• WHAT IS BEING ASKED
Would you repeat every line of the material exactly?

• DATA FOR REVIEW
══════════════════════════════

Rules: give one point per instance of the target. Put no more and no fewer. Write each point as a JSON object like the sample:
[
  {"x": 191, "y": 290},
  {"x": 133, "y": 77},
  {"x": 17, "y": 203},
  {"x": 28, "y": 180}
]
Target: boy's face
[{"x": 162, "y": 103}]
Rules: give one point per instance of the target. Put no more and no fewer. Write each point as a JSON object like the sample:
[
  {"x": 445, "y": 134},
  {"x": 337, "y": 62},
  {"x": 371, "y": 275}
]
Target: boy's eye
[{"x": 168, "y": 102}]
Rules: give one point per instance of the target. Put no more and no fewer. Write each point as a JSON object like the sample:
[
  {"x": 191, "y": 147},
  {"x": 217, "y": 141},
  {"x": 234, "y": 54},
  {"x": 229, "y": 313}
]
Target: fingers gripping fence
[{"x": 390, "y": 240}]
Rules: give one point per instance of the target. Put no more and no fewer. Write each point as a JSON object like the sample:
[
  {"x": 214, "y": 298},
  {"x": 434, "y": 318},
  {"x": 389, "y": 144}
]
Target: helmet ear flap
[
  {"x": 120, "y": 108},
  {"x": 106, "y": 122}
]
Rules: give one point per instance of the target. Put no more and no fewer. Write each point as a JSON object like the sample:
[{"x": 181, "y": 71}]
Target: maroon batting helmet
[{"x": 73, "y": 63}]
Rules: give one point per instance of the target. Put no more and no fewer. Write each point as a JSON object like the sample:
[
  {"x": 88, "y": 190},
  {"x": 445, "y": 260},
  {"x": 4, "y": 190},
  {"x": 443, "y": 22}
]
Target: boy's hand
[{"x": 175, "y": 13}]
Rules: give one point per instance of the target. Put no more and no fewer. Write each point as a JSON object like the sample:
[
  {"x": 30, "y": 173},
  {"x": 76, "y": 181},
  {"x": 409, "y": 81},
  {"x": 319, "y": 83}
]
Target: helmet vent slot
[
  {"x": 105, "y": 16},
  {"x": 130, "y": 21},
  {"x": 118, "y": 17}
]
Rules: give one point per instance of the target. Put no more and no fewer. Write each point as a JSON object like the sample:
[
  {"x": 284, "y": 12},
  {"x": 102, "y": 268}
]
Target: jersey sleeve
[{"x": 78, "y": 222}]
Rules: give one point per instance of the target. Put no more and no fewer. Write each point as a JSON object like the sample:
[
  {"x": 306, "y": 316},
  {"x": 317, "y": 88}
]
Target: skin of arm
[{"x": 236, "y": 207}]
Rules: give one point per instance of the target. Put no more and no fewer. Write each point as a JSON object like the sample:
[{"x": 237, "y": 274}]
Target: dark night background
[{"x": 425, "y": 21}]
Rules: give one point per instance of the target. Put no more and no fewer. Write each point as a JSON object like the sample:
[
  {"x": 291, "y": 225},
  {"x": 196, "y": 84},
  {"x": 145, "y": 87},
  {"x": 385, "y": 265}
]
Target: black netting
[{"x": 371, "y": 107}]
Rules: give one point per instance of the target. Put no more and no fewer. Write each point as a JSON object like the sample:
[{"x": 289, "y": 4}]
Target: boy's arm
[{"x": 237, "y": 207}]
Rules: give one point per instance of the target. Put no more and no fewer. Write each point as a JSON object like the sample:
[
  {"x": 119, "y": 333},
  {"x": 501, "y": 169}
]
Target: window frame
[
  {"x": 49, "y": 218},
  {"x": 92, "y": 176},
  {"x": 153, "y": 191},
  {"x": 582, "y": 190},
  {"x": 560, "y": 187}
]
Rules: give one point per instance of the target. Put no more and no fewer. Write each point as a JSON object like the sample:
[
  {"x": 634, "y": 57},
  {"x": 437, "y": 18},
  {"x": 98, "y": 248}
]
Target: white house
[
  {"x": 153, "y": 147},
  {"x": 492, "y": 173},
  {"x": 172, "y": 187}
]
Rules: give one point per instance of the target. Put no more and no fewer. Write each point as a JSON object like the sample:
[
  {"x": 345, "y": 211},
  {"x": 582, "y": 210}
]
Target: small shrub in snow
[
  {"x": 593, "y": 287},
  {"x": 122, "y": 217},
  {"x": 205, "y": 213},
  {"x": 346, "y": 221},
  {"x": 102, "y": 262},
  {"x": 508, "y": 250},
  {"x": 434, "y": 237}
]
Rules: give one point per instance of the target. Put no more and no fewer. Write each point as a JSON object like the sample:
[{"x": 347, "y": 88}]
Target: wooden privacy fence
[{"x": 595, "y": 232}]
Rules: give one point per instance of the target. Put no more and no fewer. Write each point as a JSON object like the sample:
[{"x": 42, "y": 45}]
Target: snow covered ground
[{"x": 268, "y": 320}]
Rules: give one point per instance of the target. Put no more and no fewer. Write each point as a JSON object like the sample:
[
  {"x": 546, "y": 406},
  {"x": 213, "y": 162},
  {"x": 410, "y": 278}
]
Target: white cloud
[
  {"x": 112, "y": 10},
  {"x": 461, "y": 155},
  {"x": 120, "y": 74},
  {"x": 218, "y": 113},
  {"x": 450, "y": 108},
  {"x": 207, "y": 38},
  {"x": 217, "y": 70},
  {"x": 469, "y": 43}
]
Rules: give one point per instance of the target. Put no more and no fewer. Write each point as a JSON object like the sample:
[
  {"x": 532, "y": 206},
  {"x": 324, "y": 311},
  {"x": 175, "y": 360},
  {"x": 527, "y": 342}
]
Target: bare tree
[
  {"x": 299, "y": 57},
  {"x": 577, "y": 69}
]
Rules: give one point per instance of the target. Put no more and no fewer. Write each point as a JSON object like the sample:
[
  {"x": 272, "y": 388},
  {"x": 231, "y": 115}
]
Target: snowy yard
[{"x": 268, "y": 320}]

══════════════════════════════

• OUTPUT FOR THIS TASK
Rules: give one point per instance of the target. Put no more and no fewer. Write each point as a JSON object like the sample:
[
  {"x": 191, "y": 290},
  {"x": 133, "y": 77},
  {"x": 17, "y": 203},
  {"x": 28, "y": 180}
]
Target: boy's face
[{"x": 162, "y": 103}]
Rules: give one point per instance of the target. Put no more and no fewer. Write each point as a JSON object like the sample:
[
  {"x": 445, "y": 134},
  {"x": 337, "y": 62},
  {"x": 371, "y": 275}
]
Target: boy's eye
[{"x": 168, "y": 102}]
Rules: give one point per instance of the target. Put no more and no fewer. Write each point as a JSON object like the sample:
[
  {"x": 191, "y": 147},
  {"x": 217, "y": 141},
  {"x": 234, "y": 54},
  {"x": 229, "y": 313}
]
Target: fingers gripping fence
[{"x": 390, "y": 240}]
Rules: give one point per instance of the target. Put no more and no fewer. Write each point as a JSON object like the sample:
[
  {"x": 214, "y": 298},
  {"x": 434, "y": 318},
  {"x": 389, "y": 144}
]
Target: helmet ear flap
[
  {"x": 120, "y": 108},
  {"x": 106, "y": 122}
]
Rules: give one point per instance of the target. Put no more and no fewer. Write each point as a JSON object like the sample:
[{"x": 181, "y": 71}]
Target: maroon batting helmet
[{"x": 73, "y": 63}]
Rules: give one point per instance of the target. Put no more and no fewer. Write each point as a JSON object like the sample:
[
  {"x": 88, "y": 190},
  {"x": 445, "y": 260},
  {"x": 4, "y": 190},
  {"x": 443, "y": 22}
]
Target: boy's hand
[{"x": 175, "y": 13}]
Rules: give one point per instance of the target. Put no more and no fewer. Write each point as a JSON object like the sample:
[
  {"x": 30, "y": 173},
  {"x": 76, "y": 181},
  {"x": 409, "y": 81},
  {"x": 319, "y": 83}
]
Target: helmet vent slot
[
  {"x": 105, "y": 16},
  {"x": 130, "y": 21},
  {"x": 118, "y": 17}
]
Rules: give one point per instance of the target. Put no more and no fewer. Write each point as a JSON object like the sample:
[
  {"x": 284, "y": 12},
  {"x": 102, "y": 268}
]
Target: jersey sleeve
[{"x": 78, "y": 222}]
Rules: give one point per instance of the target. Put no more and no fewer. Write each point as a JSON object like the sample:
[
  {"x": 306, "y": 316},
  {"x": 317, "y": 88}
]
Target: skin of arm
[{"x": 236, "y": 207}]
Rules: give one point per instance of the target. Put no more and no fewer. Write each point as a JSON object like the sample:
[{"x": 237, "y": 274}]
Target: dark night background
[{"x": 425, "y": 21}]
Rules: give one point per instance of the target. Put no more and no fewer. Write each point as a JSON object like the sample:
[
  {"x": 291, "y": 225},
  {"x": 196, "y": 84},
  {"x": 145, "y": 87},
  {"x": 385, "y": 265}
]
Target: black netting
[{"x": 371, "y": 107}]
Rules: give one point per instance of the target. Put no more and no fewer. Write each point as a JSON object like the sample:
[{"x": 289, "y": 4}]
Target: boy's arm
[{"x": 237, "y": 207}]
Rules: give one point per instance of the target. Put no more and no fewer. Write each point as a JSON object like the sample:
[
  {"x": 119, "y": 333},
  {"x": 501, "y": 169}
]
Target: window frame
[
  {"x": 49, "y": 218},
  {"x": 92, "y": 176},
  {"x": 153, "y": 191},
  {"x": 582, "y": 190},
  {"x": 560, "y": 187}
]
Rules: give one point per instance of the target. Put no more and no fewer. Write each point as a JSON object like the sample:
[
  {"x": 634, "y": 57},
  {"x": 437, "y": 18},
  {"x": 98, "y": 248}
]
Target: white house
[
  {"x": 153, "y": 147},
  {"x": 492, "y": 173},
  {"x": 172, "y": 187}
]
Rules: give one point per instance of the target. Put no more and no fewer. Write each point as a JSON object like the sample:
[
  {"x": 345, "y": 211},
  {"x": 582, "y": 210}
]
Target: small shrub in snow
[
  {"x": 593, "y": 287},
  {"x": 122, "y": 217},
  {"x": 205, "y": 213},
  {"x": 346, "y": 221},
  {"x": 102, "y": 262},
  {"x": 508, "y": 250},
  {"x": 434, "y": 237}
]
Rules: give one point per instance of the target. Put no more and no fewer. Write each point as a JSON object like the sample:
[{"x": 347, "y": 88}]
Target: wooden privacy fence
[{"x": 595, "y": 232}]
Rules: give one point per instance of the target. Put no more and no fewer. Write each point as a JSON object like the sample:
[{"x": 42, "y": 45}]
Target: snow covered ground
[{"x": 268, "y": 320}]
Rules: give one point per instance of the target. Put no more and no fewer. Write each point as a JSON object like the sample:
[
  {"x": 546, "y": 406},
  {"x": 213, "y": 162},
  {"x": 410, "y": 278}
]
Target: white cloud
[
  {"x": 112, "y": 10},
  {"x": 461, "y": 155},
  {"x": 120, "y": 74},
  {"x": 218, "y": 113},
  {"x": 450, "y": 108},
  {"x": 207, "y": 38},
  {"x": 217, "y": 70},
  {"x": 469, "y": 43}
]
Rules: give one point per instance of the target. Put no more and no fewer. Write each point as a JSON object like the sample:
[
  {"x": 532, "y": 206},
  {"x": 324, "y": 311},
  {"x": 175, "y": 360},
  {"x": 527, "y": 342}
]
Target: bare tree
[
  {"x": 299, "y": 57},
  {"x": 577, "y": 69}
]
Rules: give one point per instance of the target. Put no more and no fewer. Write each point as a JSON object like the sample:
[
  {"x": 272, "y": 388},
  {"x": 231, "y": 115}
]
Target: snowy yard
[{"x": 268, "y": 320}]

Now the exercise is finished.